# [TESTO]
----------------

Tra i molteplici doni che Carlo Maria Martini ci ha lasciato in eredità, senza dubbio i tanti scritti, interventi e le riflessioni in tema di giustizia sono ancora oggi straordinariamente attuali, tanto da produrre dibattiti, studi e approfondimenti riguardo il rapporto – tutt’altro che semplice – tra amministrazione della giustizia e tutela della società.

A conferma di tale interesse, l’appuntamento annuale ormai consolidato delle Martini Lecture – organizzato dalla Diocesi di Milano in collaborazione con l’Università di Milano Bicocca e la Fondazione Carlo Maria Martini – ha visto per il 2020 l’incontro tra Adolfo Ceretti, professore di criminologia dell’Università di Milano Bicocca, e Marta Cartabia, già giudice – nonché prima presidente donna – della Corte Costituzionale e oggi Ministro della Giustizia del governo Draghi, un incontro  di cui Un’altra storia inizia qui[1] è la diretta testimonianza.

----------------

# [DATI ESTRATTI]
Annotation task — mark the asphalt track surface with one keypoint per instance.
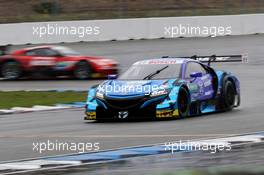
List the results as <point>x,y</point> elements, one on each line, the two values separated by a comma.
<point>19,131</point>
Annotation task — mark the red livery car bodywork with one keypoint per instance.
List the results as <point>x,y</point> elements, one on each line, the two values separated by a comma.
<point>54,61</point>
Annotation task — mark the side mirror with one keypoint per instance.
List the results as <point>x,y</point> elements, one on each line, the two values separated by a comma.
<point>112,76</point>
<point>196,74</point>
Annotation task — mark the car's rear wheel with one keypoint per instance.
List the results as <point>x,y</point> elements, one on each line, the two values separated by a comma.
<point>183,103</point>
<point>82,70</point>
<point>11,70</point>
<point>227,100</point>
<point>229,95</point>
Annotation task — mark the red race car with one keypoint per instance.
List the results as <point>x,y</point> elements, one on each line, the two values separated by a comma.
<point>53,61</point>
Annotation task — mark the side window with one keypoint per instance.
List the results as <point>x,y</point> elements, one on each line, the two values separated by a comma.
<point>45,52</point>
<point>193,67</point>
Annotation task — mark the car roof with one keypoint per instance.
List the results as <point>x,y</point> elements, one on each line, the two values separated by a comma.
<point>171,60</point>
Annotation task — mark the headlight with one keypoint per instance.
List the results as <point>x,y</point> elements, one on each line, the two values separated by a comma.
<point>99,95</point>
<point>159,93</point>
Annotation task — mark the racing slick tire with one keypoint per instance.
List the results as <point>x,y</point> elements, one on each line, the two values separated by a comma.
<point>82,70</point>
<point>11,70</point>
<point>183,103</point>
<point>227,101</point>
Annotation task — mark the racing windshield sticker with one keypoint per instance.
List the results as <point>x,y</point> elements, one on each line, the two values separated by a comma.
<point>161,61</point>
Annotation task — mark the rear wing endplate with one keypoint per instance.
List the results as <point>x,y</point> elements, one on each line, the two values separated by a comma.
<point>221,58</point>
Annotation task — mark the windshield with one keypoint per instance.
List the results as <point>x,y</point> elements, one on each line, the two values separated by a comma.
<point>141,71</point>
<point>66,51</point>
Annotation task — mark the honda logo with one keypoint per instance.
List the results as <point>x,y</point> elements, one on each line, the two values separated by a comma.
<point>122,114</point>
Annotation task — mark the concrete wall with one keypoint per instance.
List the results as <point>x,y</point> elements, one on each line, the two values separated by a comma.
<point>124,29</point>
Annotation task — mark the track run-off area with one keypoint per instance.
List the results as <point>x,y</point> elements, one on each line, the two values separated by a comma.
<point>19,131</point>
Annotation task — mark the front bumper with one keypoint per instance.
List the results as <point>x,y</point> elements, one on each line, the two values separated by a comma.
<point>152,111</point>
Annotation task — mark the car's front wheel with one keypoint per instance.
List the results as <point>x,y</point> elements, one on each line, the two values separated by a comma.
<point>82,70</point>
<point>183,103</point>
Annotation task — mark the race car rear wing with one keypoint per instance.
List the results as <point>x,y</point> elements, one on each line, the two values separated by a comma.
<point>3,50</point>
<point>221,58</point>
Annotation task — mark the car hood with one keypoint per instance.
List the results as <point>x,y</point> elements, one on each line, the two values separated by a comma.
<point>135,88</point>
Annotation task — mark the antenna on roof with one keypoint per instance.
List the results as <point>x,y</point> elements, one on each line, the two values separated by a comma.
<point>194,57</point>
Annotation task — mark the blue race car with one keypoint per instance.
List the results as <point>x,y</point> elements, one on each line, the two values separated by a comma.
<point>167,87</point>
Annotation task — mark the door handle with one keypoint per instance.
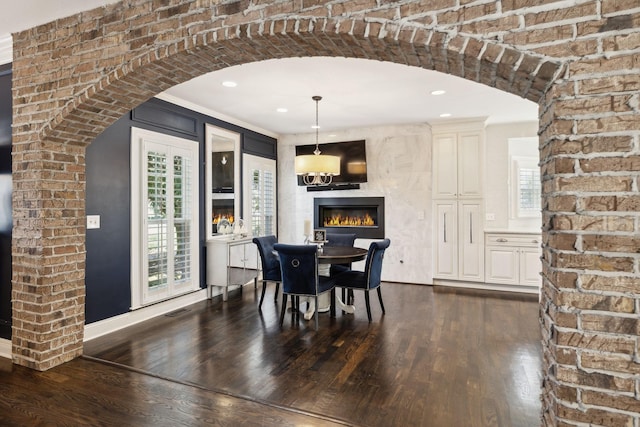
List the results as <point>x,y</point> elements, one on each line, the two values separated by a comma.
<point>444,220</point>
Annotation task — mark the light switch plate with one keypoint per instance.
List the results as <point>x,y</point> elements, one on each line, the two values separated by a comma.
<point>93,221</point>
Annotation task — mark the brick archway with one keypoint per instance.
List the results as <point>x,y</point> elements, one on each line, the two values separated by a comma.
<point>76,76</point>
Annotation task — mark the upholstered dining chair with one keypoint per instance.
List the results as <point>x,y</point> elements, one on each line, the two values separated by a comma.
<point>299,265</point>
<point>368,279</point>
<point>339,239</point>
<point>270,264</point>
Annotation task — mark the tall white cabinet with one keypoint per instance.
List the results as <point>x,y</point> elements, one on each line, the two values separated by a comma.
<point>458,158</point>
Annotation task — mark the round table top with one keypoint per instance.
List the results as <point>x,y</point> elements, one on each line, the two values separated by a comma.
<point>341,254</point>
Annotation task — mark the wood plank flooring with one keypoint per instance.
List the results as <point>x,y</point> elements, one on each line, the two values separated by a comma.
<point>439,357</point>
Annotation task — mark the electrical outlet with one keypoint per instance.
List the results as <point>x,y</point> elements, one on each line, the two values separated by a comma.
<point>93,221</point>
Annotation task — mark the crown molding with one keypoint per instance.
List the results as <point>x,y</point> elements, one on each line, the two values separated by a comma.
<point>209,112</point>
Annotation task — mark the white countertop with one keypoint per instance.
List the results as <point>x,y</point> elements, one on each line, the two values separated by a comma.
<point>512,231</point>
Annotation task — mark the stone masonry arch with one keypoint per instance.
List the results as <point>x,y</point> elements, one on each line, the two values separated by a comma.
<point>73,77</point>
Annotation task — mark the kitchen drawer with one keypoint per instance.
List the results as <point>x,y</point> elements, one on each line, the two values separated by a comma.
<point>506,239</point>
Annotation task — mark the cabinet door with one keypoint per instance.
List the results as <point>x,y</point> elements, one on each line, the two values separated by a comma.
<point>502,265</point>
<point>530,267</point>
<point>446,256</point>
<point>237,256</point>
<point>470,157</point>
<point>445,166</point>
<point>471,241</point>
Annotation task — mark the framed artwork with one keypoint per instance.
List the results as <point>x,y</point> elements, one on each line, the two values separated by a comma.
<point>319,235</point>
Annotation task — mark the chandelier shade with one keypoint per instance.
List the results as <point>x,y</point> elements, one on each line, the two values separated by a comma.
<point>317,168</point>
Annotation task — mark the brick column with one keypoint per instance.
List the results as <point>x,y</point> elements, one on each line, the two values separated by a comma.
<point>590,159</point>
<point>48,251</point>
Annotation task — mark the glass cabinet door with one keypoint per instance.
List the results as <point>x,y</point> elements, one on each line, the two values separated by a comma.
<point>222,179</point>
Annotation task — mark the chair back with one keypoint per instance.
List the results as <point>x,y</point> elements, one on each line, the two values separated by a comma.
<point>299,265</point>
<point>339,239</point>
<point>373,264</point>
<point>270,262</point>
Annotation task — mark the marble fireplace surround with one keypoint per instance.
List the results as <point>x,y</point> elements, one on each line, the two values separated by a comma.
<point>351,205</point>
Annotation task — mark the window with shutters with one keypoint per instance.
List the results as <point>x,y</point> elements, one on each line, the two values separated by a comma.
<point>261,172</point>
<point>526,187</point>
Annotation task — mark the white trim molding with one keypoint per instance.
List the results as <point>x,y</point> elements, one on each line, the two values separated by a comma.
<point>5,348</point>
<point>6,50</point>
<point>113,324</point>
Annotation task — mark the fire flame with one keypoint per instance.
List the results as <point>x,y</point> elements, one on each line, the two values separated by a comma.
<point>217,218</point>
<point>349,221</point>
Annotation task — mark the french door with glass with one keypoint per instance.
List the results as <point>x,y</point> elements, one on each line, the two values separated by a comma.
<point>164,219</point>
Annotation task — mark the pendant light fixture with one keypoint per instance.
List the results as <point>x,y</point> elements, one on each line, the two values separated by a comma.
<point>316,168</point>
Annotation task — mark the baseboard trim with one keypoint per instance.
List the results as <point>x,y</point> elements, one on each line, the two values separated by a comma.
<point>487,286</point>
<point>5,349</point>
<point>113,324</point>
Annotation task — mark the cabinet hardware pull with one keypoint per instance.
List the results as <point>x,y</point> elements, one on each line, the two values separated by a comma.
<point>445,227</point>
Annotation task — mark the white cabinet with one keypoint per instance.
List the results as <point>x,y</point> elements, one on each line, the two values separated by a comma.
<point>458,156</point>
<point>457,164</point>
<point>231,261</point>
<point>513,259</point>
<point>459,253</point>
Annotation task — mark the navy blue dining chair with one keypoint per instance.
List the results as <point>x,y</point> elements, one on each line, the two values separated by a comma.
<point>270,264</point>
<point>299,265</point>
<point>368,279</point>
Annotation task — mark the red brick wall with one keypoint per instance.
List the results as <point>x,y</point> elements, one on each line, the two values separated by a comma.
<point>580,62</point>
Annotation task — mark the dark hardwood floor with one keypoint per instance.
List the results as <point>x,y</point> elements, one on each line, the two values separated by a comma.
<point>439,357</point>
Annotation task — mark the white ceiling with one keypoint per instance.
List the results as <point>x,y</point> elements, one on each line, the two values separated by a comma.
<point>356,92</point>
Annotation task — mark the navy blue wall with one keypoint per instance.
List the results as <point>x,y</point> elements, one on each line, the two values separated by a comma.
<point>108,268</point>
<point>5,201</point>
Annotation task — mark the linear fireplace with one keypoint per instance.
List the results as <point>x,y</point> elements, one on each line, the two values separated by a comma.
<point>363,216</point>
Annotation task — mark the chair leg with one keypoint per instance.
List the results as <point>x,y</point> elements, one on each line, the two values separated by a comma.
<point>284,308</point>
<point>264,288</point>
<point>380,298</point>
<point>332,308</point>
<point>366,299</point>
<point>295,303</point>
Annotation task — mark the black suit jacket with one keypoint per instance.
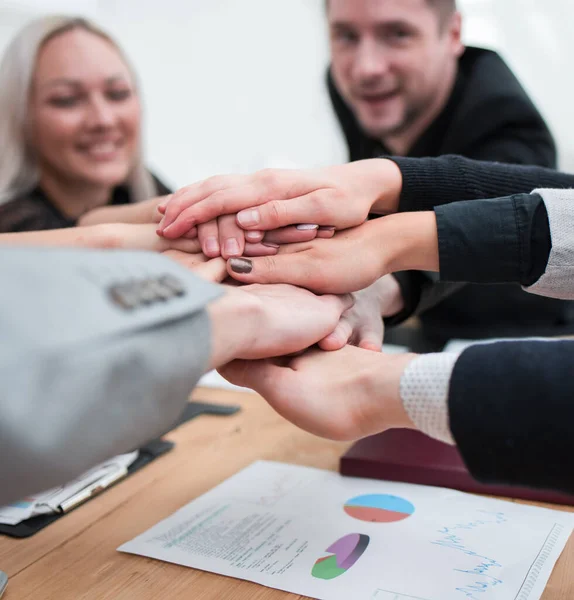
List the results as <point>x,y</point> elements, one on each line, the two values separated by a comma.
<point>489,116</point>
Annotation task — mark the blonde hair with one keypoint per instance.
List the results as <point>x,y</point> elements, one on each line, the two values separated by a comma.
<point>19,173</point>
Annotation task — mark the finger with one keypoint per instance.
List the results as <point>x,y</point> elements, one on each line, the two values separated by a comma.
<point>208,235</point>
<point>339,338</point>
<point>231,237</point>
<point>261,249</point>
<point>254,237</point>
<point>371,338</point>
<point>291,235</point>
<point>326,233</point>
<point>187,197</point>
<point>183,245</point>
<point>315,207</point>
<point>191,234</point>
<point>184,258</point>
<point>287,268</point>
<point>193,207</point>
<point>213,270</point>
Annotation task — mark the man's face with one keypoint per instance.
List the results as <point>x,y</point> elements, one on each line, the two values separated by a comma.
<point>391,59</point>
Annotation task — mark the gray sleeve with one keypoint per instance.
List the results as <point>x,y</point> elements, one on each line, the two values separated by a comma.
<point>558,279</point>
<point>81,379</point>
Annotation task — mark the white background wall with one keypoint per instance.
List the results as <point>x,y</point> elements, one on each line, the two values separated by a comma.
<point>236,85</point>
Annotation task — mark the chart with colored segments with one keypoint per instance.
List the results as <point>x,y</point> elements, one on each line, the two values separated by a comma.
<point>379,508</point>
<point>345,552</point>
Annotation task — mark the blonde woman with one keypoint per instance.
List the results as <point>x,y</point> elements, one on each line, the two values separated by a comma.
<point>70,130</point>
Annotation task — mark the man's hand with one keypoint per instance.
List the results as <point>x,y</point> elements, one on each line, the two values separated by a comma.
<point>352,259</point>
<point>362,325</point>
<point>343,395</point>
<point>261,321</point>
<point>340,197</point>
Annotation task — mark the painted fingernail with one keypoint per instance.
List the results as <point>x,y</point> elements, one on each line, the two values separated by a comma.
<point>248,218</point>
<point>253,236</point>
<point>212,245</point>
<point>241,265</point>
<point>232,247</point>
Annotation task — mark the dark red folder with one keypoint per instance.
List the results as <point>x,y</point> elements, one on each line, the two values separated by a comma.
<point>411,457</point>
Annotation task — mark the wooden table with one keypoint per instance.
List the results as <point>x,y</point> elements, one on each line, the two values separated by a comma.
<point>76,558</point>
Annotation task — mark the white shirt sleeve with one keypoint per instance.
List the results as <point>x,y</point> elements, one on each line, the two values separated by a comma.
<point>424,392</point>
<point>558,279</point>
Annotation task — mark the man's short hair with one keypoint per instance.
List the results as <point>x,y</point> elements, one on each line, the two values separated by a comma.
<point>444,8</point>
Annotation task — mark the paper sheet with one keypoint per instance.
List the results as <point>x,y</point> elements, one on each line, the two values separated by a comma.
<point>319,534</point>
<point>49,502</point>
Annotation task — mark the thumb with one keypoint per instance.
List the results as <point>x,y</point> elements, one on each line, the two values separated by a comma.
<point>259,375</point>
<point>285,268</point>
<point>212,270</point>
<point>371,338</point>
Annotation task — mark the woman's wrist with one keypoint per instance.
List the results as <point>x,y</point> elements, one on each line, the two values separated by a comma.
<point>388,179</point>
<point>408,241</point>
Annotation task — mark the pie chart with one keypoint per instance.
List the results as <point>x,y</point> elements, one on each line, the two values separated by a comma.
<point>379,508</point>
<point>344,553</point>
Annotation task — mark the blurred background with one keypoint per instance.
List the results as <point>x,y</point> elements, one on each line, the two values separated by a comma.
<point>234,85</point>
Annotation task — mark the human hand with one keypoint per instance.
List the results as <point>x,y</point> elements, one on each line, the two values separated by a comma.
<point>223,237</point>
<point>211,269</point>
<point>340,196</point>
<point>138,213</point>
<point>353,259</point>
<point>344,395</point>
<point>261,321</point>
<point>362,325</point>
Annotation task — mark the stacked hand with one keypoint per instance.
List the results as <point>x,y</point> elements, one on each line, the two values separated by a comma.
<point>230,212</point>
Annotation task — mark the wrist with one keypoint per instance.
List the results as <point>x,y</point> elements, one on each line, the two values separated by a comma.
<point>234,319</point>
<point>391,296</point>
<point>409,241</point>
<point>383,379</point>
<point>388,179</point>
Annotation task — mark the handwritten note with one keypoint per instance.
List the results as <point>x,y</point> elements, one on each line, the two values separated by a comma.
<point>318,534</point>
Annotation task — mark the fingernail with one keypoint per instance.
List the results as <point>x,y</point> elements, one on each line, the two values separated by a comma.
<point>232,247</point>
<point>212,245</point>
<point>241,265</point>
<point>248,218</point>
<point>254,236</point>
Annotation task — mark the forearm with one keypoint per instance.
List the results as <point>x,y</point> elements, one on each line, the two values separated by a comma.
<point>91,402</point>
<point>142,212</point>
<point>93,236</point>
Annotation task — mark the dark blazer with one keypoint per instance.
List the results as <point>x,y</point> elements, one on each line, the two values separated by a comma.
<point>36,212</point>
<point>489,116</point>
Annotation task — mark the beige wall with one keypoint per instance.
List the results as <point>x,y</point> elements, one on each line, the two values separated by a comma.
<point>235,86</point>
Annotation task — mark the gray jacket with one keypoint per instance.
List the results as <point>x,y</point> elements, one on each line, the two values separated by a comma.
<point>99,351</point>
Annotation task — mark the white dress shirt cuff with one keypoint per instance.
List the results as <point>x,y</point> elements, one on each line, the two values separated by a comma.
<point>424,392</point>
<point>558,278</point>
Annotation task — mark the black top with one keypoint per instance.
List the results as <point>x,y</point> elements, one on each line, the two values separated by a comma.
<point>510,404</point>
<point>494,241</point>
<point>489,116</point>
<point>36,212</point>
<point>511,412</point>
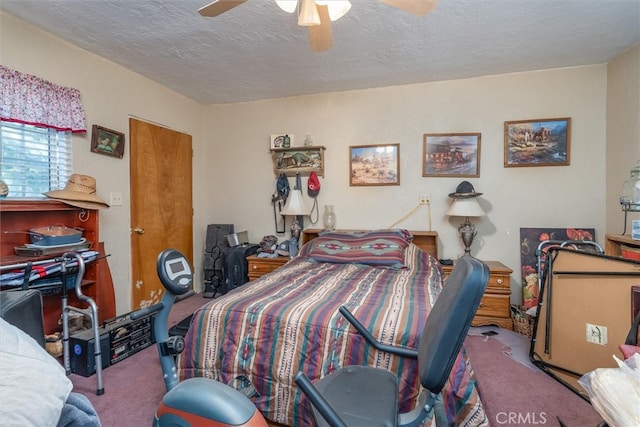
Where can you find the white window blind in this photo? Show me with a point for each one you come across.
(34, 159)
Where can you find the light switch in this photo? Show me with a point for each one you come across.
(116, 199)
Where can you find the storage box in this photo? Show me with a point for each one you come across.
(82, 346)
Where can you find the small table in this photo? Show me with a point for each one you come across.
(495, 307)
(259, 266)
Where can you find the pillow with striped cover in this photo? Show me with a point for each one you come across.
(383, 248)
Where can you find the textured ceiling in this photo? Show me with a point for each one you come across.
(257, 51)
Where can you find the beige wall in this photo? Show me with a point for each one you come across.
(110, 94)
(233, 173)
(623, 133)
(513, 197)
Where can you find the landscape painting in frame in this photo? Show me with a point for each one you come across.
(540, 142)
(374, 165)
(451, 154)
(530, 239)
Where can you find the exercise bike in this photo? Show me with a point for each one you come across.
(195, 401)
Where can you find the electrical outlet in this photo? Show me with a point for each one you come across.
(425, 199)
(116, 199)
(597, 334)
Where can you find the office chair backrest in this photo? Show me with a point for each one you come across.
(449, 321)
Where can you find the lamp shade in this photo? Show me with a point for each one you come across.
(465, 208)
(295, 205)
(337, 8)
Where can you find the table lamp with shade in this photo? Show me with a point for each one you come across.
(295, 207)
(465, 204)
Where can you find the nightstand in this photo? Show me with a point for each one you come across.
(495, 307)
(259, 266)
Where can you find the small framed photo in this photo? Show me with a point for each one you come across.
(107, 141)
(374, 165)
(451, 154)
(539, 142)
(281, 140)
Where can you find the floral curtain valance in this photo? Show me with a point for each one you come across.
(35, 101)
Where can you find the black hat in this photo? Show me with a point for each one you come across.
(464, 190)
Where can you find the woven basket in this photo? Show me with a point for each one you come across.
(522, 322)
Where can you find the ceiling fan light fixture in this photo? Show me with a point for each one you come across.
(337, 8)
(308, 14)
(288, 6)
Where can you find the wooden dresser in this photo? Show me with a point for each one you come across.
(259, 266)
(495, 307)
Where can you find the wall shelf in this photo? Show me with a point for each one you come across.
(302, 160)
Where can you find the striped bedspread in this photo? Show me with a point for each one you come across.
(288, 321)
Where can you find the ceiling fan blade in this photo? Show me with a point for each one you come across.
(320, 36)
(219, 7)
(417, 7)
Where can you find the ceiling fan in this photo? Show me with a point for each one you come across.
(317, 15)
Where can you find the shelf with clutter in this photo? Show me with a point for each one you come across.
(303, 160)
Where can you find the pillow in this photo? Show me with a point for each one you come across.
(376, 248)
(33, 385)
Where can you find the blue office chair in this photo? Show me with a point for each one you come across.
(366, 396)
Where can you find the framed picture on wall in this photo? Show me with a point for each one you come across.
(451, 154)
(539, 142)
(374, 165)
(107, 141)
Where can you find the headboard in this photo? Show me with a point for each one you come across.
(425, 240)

----------------

# [CONSEGNA 1]
Rispondi a queste domande sul brano su Carlo Maria Martini, indicando ogni risposta con la lettera corrispondente:
(a) Chi organizza le Martini Lecture?
(b) Quale materia insegna Adolfo Ceretti?
(c) Quale incarico ricopre oggi Marta Cartabia?
# [CONSEGNA 2]
Scrivi come prosegue il brano su Carlo Maria Martini dopo la sua ultima frase.
Per lo svolgimento non serve consultare l'elenco.

# [SVOLGIMENTO 1]
(a) La Diocesi di Milano, in collaborazione con l'Università di Milano Bicocca e la Fondazione Carlo Maria Martini.
(b) Criminologia, all'Università di Milano Bicocca.
(c) È Ministro della Giustizia del governo Draghi.

# [SVOLGIMENTO 2]
Un primo aspetto che giova rimarcare per entrambi gli interventi è senza dubbio l’impatto prima ancora umano, oltre che teologico e pastorale, dei pensieri di Carlo Maria Martini, pensieri vivi e ancora oggi estremamente fertili, ricordati da Adolfo Ceretti e Marta Cartabia con commozione ma anche con la consapevolezza della loro trasversalità e contemporaneità.

Per entrambe le voci colpisce da subito quanto il dato esistenziale ed esperienziale del cardinal Martini abbia avuto un impatto fortissimo su una generazione di studenti e studiosi di diritto, una testimonianza efficacissima di come qualsiasi riflessione in tema di diritto – ancora di più di giustizia – debba staccarsi da una connotazione meramente tecnicista ma debba invece abbracciare tanti altri profili, da quello umano a quello sociale, da quello etico a quello religioso. 

Il primo intervento è quello di Adolfo Ceretti e non stupisce che a trasparire dalle prime pagine sia soprattutto l’uomo ancor prima del professore di diritto, a dimostrazione di quanto i pensieri e le idee dell’arcivescovo di Milano siano state un prezioso seme, capace di produrre nelle menti di tanti destinatari percorsi nuovi, forse neanche immaginati dallo stesso mittente.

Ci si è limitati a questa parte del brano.